(Stored data entries)
####################

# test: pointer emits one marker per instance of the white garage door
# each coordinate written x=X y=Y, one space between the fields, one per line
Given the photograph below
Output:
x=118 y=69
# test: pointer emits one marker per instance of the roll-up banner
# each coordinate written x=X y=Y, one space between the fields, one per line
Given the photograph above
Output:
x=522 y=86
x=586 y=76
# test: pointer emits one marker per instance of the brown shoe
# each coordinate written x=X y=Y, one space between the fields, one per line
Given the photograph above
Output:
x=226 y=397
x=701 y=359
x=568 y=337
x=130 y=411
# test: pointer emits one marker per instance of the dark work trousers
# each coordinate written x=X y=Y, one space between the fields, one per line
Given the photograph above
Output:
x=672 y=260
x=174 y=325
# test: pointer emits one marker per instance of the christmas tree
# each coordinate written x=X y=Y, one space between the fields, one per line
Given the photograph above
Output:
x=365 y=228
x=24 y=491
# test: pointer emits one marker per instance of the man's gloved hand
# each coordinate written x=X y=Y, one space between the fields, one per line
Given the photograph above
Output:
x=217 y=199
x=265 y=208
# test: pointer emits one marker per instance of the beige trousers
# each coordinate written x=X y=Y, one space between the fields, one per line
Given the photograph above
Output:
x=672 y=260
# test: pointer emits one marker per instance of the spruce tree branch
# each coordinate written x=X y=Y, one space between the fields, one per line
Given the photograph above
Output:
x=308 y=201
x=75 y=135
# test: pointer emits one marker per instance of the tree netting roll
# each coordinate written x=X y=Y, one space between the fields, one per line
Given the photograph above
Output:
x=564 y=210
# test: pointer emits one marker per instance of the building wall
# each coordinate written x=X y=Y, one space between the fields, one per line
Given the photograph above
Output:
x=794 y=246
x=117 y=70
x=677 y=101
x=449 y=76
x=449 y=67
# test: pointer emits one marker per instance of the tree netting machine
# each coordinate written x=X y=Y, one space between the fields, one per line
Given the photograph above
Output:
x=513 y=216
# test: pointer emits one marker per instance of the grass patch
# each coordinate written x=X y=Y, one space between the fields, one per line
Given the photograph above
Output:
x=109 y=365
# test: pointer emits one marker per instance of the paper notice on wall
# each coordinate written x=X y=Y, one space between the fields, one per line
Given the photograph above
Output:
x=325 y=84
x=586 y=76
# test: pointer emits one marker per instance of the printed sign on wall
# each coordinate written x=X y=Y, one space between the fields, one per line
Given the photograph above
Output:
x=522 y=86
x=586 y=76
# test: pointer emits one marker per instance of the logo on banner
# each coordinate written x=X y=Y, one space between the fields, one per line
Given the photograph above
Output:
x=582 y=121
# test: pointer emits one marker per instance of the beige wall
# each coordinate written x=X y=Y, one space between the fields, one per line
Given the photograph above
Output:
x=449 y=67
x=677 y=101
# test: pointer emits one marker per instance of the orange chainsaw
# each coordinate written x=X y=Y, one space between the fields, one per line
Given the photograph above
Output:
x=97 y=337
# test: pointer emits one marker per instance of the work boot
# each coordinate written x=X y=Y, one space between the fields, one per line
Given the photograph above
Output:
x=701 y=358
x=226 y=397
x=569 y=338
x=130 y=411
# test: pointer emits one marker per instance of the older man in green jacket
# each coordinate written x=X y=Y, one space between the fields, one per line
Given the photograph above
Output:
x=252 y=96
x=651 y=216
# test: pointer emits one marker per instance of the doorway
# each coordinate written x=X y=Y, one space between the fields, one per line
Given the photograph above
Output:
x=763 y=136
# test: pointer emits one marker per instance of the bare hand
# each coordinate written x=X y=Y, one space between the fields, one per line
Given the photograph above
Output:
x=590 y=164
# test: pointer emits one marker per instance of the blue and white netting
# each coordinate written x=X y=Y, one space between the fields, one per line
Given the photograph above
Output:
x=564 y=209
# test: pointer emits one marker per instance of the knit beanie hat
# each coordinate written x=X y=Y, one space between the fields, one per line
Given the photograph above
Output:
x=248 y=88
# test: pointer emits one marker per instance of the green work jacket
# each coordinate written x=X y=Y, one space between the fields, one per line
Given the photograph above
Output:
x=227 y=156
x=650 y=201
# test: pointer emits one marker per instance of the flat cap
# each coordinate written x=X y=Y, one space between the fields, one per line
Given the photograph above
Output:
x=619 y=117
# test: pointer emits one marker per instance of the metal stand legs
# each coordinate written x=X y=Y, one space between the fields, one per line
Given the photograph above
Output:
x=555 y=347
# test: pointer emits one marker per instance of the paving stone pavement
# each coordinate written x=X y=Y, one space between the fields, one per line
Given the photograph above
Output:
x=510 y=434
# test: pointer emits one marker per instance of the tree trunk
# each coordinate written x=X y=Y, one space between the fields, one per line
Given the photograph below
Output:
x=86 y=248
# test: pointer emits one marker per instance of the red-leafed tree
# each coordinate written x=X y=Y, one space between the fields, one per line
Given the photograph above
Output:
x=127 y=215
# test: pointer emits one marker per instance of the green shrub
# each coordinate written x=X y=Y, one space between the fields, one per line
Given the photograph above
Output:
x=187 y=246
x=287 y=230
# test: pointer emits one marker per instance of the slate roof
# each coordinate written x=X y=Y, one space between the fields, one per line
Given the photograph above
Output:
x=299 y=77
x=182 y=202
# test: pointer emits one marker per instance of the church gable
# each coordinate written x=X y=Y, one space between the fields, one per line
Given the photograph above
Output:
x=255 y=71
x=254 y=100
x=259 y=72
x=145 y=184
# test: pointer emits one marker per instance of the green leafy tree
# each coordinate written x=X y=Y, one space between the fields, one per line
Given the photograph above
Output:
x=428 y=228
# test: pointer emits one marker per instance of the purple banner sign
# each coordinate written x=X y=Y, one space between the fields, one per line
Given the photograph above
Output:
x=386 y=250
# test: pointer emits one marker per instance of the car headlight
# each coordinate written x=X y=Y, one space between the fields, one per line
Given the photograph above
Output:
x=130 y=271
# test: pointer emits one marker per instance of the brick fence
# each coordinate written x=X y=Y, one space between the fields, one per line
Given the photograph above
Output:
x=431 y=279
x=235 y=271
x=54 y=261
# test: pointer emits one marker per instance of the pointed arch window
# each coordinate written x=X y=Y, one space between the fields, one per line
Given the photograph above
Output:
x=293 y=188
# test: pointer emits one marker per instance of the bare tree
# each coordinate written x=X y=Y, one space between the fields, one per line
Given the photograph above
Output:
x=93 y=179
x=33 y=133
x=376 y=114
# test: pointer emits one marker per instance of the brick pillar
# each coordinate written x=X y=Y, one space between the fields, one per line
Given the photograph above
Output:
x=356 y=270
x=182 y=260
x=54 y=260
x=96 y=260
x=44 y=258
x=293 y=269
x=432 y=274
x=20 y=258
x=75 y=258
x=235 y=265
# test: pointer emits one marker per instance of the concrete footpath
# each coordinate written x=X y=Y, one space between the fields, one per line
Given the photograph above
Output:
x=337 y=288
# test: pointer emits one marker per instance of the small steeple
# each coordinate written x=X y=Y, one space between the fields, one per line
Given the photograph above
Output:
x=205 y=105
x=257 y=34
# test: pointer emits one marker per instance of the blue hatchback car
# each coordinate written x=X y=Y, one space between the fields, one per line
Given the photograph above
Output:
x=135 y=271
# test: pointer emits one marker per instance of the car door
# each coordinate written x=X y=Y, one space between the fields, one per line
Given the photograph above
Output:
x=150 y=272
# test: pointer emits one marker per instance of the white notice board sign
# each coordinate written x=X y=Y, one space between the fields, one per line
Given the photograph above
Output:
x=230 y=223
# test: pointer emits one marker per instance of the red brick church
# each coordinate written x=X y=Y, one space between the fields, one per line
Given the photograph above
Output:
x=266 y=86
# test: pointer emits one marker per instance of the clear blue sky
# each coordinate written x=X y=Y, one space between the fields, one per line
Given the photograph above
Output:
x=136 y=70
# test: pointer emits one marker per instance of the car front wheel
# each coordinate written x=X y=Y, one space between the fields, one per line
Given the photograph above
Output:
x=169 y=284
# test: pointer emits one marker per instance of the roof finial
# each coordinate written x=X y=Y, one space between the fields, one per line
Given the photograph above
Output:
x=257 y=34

####################

EXERCISE REQUIREMENTS: This task asks for the number of lines above that include the string "roll". Respond with that number only.

RESPONSE AREA: 2